* **MATERIAL SUPPLIED**
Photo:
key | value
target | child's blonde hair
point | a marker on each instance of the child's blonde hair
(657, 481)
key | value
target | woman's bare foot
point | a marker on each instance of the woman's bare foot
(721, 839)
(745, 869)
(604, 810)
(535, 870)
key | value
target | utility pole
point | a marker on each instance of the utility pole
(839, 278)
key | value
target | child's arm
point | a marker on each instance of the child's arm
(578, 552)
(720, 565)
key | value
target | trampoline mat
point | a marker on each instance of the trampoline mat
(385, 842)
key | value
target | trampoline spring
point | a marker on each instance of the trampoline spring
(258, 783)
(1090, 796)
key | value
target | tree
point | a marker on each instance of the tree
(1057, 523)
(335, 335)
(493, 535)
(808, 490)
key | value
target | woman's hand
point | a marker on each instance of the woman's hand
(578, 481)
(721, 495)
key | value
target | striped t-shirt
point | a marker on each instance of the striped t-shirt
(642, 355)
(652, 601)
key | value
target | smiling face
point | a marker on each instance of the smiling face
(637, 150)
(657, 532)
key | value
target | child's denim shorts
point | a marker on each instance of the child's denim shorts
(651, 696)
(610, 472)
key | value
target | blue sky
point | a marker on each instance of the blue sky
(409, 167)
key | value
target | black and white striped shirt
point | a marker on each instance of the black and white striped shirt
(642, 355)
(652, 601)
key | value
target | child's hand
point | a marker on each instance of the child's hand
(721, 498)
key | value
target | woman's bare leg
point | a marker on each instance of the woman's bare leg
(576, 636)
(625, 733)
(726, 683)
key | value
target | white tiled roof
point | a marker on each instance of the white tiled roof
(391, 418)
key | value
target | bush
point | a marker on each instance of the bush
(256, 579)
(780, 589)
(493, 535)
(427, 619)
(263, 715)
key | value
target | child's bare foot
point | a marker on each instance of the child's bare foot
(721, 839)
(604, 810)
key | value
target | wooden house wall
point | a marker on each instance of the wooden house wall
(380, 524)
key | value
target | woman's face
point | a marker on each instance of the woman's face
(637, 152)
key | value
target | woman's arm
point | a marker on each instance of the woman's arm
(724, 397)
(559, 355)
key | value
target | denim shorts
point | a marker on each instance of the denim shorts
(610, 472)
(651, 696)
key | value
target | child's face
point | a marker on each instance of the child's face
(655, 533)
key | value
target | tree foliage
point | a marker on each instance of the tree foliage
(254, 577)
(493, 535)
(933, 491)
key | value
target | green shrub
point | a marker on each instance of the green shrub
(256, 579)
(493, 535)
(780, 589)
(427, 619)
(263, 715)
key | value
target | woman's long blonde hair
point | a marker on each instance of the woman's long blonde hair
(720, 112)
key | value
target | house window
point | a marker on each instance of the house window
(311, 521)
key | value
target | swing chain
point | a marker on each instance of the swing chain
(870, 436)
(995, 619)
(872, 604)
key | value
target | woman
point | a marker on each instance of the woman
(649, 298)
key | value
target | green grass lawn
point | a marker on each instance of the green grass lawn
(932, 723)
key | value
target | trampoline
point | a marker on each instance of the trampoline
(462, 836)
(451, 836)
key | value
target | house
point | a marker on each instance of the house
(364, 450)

* **WORK REQUIRED**
Copy all of the material word for word.

* **FINISHED ANSWER**
Photo:
key | value
target | child's blonde hair
point | a marker on each instance of the child's blonde hair
(657, 481)
key | value
target | woman's bare foot
point | a marker on each instance of the woman's bare foot
(721, 839)
(745, 869)
(604, 810)
(535, 870)
key | value
target | utility pole
point | a marker on each instance of the utility pole
(839, 278)
key | value
target | child's arm
point | a marker on each instance of the child's arm
(578, 552)
(720, 565)
key | value
target | trampoline mat
point | a marker on each instance of the trampoline mat
(385, 842)
key | value
target | trampoline spring
point | a marker on each instance of the trampoline spring
(258, 783)
(1090, 796)
key | value
target | tree
point | a marker on each instance of the tree
(1057, 523)
(335, 335)
(493, 535)
(808, 490)
key | value
target | woman's hand
point | a marker on each instance of the woman's hand
(578, 481)
(721, 495)
key | value
target | striped t-shirt
point | a marker on each instance of the striped t-shirt
(642, 355)
(652, 601)
key | value
target | smiling face
point | a marker on each instance of the smiling face
(637, 150)
(657, 532)
key | value
target | child's denim shorts
point | a marker on each instance of the child's denim shorts
(651, 696)
(610, 472)
key | value
target | blue sky
point | a marker on each instance of the blue sky
(409, 167)
key | value
target | black and white striped shirt
point | a marker on each instance of the black and white striped shirt
(642, 355)
(652, 601)
key | value
target | child's hand
point | a marker on each instance of the child's hand
(721, 498)
key | value
target | woman's bare leg
point | a marker on each instance of the woman's bare leg
(576, 636)
(625, 733)
(726, 683)
key | value
target | white tiled roof
point | a marker on each instance of the white tiled roof
(391, 418)
key | value
target | bush
point | a marker on each instance of the bush
(256, 579)
(780, 589)
(493, 535)
(427, 619)
(263, 715)
key | value
target | child's bare foot
point | a marker on each instance of the child's bare foot
(721, 839)
(604, 810)
key | value
target | wooden house wall
point | a marker on each instance of the wooden house wall
(380, 524)
key | value
target | woman's face
point | a marker on each instance of the woman's face
(637, 152)
key | value
target | woman's arm
point | a marker on each instance of the woman's arm
(724, 397)
(559, 355)
key | value
target | denim shorts
point | a marker on each instance of the denim shorts
(610, 472)
(651, 696)
key | value
target | child's face
point | a marker on each instance of the child's face
(655, 533)
key | value
target | tree foliage
point | a marker on each instance of the tree foliage
(254, 577)
(493, 535)
(933, 491)
key | value
target | green shrub
point | a marker on each instance of the green shrub
(256, 579)
(493, 535)
(780, 589)
(427, 619)
(263, 715)
key | value
target | woman's long blonde hair
point | a marker on each instance of the woman's long blonde hair
(720, 112)
key | value
target | house window
point | a marker on each instance of the house window
(311, 521)
key | value
target | swing chain
point | a marker on each instance of the swing chain
(870, 436)
(995, 619)
(872, 604)
key | value
target | woman
point | a marker on each instance of the woman
(649, 298)
key | value
target | green grass lawn
point | a marker on each instance of the green grass lawn
(932, 723)
key | value
target | trampoline
point | a marker on each instance of the trampoline
(462, 836)
(451, 836)
key | value
target | house
point | a marker on each instance of the house
(364, 450)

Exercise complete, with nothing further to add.